===== TEXTO DE PARTIDA

Estos dos días debían haber sido para relajarnos, disfrutar de la playa, descubrir el alucinante espectáculo marino que hay bajo las aguas del Mar Rojo y descansar. Y bueno, algo sí que descansamos, pero no todo lo que debíamos.
El primer día sí nos lo tomamos con calma. Nos levantamos a las 9, después de habernos despertado un niño gritón a las 6 de la mañana, al que odié el resto del viaje, desayunamos y nos fuimos para la playa. Allí nos encontramos con Maribel y Rubén, una pareja de recién casados muy simpáticos (no porque fueran recien casados, sino porque era simpáticos) con quienes habíamos coincidido también en el crucero. Descubrimos que habíamos estado, un par de año antes, en el mismo concierto de Pearl Jam en Lisboa (lo que no es un dato muy alucinante, pero demuestra lo pequeño que es el mundo, porque ellos viven en Badajoz, por lo que Lisboa les cae relativamente cerca, pero desde Málaga y Granada, donde vivíamos entonces, el viaje en carretera se hace, como poco, un tanto pesado). Comimos con ellos e hicimos snorkel, quedándonos totalmente alucinados con los distintos tipos de coral (yo conté 4 distintos), demás plantas marinas, y cantidad de especies distintas de peces que se podían ver sin sumergirte demasiado. Ni siquiera era necesario bucear con bombona para quedarse alucinado.
Tras la excursión marina, nos fuimos a la habitación, descansamos (nos echamos una siesta en condiciones) y bajamos a cenar.
Y aquí, prácticamente, termina la parte de relax de estos días.
Tras la cena, a las 22:30, nos recogieron para llevarnos hasta donde se encuentra el Monasterio de Santa Catalina, lugar desde donde se empieza a subir el Monte Sinaí, lugar sagrado para tres religiones. Tardamos unas 3 horas en llegar a dicho lugar, tuviendo que enseñar en dos ocasiones el pasaporte con la visa para poder continuar el camino.
Debido al hecho de que tienes que llevar el pasaporte contigo, tuve que volver a la habitación a recogerlo, momento en el que dejé olvidada la cámara en la habitación, el único día en que el que, además, habíamos dejado la cámara chica también allí, pues pensamos que para qué cargar con dos cámaras... En fin, que nos plantamos subiendo el Monte Sinaí con el iPhone como única cámara para inmortalizar el momento! Y sí, fue SÓLO culpa mía.

==========

PROBLEMA PLANTEADO 1: Según el relato del viaje al Mar Rojo, ¿a qué hora los recogieron después de la cena para llevarlos al Monasterio de Santa Catalina?
PROBLEMA PLANTEADO 2: Prosigue el relato del viaje al Mar Rojo a partir de su última oración.
El listado no interviene en esta tarea.

===== MATERIAL PROPORCIONADO

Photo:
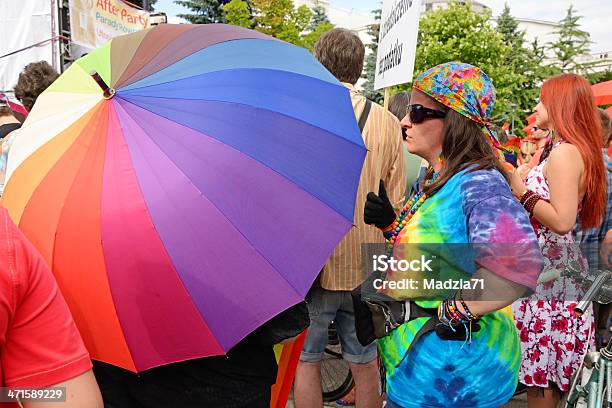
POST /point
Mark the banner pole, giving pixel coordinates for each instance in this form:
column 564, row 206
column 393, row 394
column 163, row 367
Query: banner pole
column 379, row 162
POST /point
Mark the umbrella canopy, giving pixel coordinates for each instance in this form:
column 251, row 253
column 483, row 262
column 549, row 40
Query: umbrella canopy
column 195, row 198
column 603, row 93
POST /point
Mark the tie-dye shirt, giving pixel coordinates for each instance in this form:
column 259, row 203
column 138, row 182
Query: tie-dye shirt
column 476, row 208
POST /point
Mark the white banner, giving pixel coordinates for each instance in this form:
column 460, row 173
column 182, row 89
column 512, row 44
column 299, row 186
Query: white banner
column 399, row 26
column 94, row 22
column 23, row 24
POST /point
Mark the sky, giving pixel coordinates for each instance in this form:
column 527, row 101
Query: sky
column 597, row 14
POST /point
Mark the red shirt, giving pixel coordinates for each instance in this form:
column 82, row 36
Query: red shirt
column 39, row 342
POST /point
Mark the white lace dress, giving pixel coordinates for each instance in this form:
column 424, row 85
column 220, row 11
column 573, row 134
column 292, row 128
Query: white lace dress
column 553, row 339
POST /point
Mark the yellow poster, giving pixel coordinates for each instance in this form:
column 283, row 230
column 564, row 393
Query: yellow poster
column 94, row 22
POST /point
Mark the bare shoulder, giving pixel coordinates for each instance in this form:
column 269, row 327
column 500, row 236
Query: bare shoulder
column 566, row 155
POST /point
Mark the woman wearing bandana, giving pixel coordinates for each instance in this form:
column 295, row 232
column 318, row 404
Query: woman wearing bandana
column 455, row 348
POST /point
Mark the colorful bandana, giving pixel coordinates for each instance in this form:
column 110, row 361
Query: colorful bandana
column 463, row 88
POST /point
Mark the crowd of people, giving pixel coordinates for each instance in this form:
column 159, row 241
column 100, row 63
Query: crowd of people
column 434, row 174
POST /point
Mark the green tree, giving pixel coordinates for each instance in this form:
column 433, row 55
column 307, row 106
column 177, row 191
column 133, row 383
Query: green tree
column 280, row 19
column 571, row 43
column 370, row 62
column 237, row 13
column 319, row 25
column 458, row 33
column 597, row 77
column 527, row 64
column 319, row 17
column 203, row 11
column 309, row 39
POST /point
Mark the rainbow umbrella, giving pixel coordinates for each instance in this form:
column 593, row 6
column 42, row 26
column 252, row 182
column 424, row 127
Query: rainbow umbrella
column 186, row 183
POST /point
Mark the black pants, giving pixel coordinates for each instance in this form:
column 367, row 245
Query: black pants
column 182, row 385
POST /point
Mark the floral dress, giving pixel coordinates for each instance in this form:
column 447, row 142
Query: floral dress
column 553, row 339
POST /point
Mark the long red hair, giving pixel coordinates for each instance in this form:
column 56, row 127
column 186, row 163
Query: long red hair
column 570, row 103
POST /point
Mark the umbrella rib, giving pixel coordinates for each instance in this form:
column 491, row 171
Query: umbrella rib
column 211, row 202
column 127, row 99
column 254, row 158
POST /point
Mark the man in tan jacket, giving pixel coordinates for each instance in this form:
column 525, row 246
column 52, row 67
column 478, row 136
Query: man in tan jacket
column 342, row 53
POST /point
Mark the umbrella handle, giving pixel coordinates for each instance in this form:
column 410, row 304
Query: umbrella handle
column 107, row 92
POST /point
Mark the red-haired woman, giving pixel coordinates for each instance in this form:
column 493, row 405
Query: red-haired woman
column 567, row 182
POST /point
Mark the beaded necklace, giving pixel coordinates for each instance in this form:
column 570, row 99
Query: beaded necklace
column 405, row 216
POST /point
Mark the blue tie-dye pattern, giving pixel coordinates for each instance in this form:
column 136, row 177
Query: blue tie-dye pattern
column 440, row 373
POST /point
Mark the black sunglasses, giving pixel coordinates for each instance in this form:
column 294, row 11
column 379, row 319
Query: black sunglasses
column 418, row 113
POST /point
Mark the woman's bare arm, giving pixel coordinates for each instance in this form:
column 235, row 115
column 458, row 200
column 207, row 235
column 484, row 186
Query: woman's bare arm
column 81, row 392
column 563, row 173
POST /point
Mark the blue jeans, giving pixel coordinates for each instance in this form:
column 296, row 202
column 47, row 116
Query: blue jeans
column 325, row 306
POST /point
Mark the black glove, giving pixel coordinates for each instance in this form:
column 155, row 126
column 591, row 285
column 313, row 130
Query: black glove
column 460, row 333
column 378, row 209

==========

RESULTADO FINAL 1: A las 22:30.

RESULTADO FINAL 2:
Como en cualquier lugar turístico de Egipto, hay puestos en los que puedes comprar el suvenir deseado, pero aquí, al menos, no te agobiaban en absoluto. Simplemente estaban allí esperando que alguien se acercara a ver su mercancía.
Una vez que llegas a este lugar, a unos 200 metros de donde se encuentra el Monasterio de Santa Catalina (donde se supone que estuvo la zarza ardiente que habló con Moisés), te asignan un guía beduino, que te guía hasta la cima de la montaña.
Se supone que hay dos caminos para alcanzar la cima: la ruta de los camellos y los escalones del arrepentimiento. Ambas confluyen en un mismo punto, 750 escalones por debajo de la cima. Escalones que sí hay que subir, sin alternativa, para alcanzar la cima.
Como el resto de cientos (o miles) de personas que subieron aquella noche los 7 kilómetros que hay hasta la cima, fuimos, tras nuestro guía, por la ruta de los camellos. Nuestro guía parecía que quería llegar el primero y, en lugar de ir por el camino establecido, iba atajando camino por en medio del monte, para no andar junto a los camellos, que era peligroso, nos explicó. (Yo sigo pensando que había apostado algo con un colega, y tenía que llegar antes que él, porque había una rusa en el grupo a la que por poco se carga, en serio. Hubo un momento en que realmente creí que se moría).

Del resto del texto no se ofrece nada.